GIVEN EXERCISE — Please copy out the lines below exactly as they stand, from first to last, leaving the pictures out of your copy.

Records for identifying positions:
• • • • •

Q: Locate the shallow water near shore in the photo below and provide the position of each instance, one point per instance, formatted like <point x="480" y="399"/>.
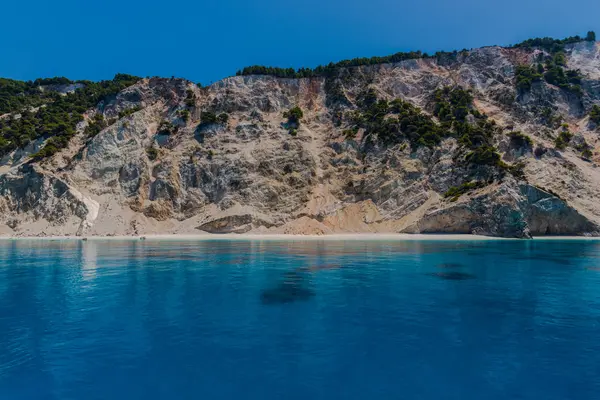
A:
<point x="254" y="319"/>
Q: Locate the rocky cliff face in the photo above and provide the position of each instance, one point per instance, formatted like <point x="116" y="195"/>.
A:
<point x="171" y="167"/>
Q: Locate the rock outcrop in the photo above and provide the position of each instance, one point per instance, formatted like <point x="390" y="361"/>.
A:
<point x="251" y="173"/>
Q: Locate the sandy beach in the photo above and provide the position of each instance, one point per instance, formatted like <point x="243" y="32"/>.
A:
<point x="282" y="237"/>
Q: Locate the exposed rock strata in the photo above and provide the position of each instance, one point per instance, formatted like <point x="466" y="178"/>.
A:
<point x="251" y="175"/>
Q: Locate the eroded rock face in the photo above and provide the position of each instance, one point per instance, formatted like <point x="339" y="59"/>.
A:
<point x="250" y="174"/>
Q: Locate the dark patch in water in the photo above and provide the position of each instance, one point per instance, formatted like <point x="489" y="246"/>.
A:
<point x="293" y="288"/>
<point x="561" y="260"/>
<point x="453" y="276"/>
<point x="450" y="265"/>
<point x="322" y="267"/>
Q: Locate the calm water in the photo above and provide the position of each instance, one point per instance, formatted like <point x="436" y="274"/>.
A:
<point x="300" y="320"/>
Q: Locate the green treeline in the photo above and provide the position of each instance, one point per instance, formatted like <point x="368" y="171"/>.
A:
<point x="49" y="114"/>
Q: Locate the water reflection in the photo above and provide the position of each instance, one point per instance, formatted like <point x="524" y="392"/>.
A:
<point x="453" y="276"/>
<point x="184" y="319"/>
<point x="294" y="287"/>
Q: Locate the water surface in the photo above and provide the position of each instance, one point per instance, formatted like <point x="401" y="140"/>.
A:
<point x="299" y="320"/>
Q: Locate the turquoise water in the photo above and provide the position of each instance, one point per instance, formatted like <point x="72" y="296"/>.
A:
<point x="300" y="320"/>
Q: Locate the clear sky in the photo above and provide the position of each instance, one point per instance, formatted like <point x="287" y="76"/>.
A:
<point x="206" y="40"/>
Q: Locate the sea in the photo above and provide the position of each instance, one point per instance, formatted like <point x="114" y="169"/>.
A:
<point x="299" y="319"/>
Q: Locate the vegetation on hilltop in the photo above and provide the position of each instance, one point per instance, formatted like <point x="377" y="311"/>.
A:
<point x="552" y="45"/>
<point x="549" y="44"/>
<point x="595" y="114"/>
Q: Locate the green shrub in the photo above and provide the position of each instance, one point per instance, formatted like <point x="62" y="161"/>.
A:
<point x="152" y="153"/>
<point x="591" y="36"/>
<point x="127" y="112"/>
<point x="294" y="115"/>
<point x="520" y="139"/>
<point x="595" y="114"/>
<point x="563" y="139"/>
<point x="525" y="76"/>
<point x="223" y="118"/>
<point x="184" y="115"/>
<point x="95" y="125"/>
<point x="484" y="155"/>
<point x="166" y="128"/>
<point x="208" y="118"/>
<point x="60" y="116"/>
<point x="190" y="99"/>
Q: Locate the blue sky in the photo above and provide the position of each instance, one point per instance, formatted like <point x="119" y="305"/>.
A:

• • • • •

RESULT FOR THIS EXERCISE —
Q: Locate the shallow water near shore in the photo below and provide the position of each instance, one point per instance, formatted like <point x="480" y="399"/>.
A:
<point x="254" y="319"/>
Q: Locate the rocky cliff face in the photo above and provide the position of each instance, one point per instance, formatted like <point x="116" y="195"/>.
A:
<point x="171" y="167"/>
Q: Locate the rock outcrop in the photo above and provide the position of each instance, one point per instance, formatted like <point x="390" y="361"/>.
A:
<point x="251" y="173"/>
Q: Locate the sandy beach in the photo above and provide the position of each instance, one point per instance, formatted like <point x="243" y="32"/>.
A:
<point x="282" y="237"/>
Q: Locate the exposed rock strata in the photo above and provide the position of each instance, one point per instance, formatted like <point x="466" y="178"/>.
A:
<point x="251" y="175"/>
Q: Locate the eroded rock face in the photo above and provide the position of each instance, one point per instance, formatted like <point x="339" y="59"/>.
A:
<point x="250" y="174"/>
Q: Locate the dark patch in water in the photo above and provide the position of each instance, one point per instance, formatted like <point x="489" y="246"/>.
A:
<point x="293" y="288"/>
<point x="561" y="260"/>
<point x="453" y="276"/>
<point x="450" y="265"/>
<point x="322" y="267"/>
Q: Locate the calm water in the photo above and provide the position of each instance, one point per instance, formatted like <point x="436" y="274"/>.
A:
<point x="300" y="320"/>
Q: Locate the green treeline in the photo above and provide the position of each instance, one point per instance, formatted like <point x="368" y="171"/>.
A:
<point x="49" y="114"/>
Q: Locate the water reflection in the photo above and provide the position of each instance, one point per instance, formatted like <point x="524" y="392"/>.
A:
<point x="453" y="276"/>
<point x="184" y="319"/>
<point x="294" y="287"/>
Q: Locate the water surface in the photo above and provide the position of each instance, one point per instance, formatted like <point x="401" y="140"/>.
A:
<point x="299" y="320"/>
Q: Locate the turquoise water in the photo above and provide the position of each instance, one point per instance, formatted like <point x="72" y="296"/>.
A:
<point x="300" y="320"/>
Q: Locate the clear sky in the photo above and provide the position of each instance, one point per instance, formatted like <point x="287" y="76"/>.
A:
<point x="206" y="40"/>
Q: Locate the sea in the photo above and provide the position of each instance, one point per instance, formatted like <point x="114" y="169"/>.
A:
<point x="299" y="319"/>
Q: Locate the vegetation on hilltop in the photo above and provide the position of each instance, one point per instance, formatted like <point x="377" y="311"/>.
A:
<point x="552" y="45"/>
<point x="549" y="44"/>
<point x="595" y="114"/>
Q: Locate the green shrub in the photo above and provide the position of each instance, one point per instance, formatted like <point x="62" y="161"/>.
A:
<point x="152" y="153"/>
<point x="591" y="36"/>
<point x="127" y="112"/>
<point x="294" y="115"/>
<point x="520" y="139"/>
<point x="595" y="114"/>
<point x="563" y="139"/>
<point x="525" y="76"/>
<point x="223" y="118"/>
<point x="184" y="115"/>
<point x="95" y="125"/>
<point x="484" y="155"/>
<point x="166" y="128"/>
<point x="208" y="118"/>
<point x="60" y="116"/>
<point x="190" y="99"/>
Q: Locate the blue sky in the photo above and provide the position of each instance, one point per instance, formatted like <point x="119" y="305"/>.
A:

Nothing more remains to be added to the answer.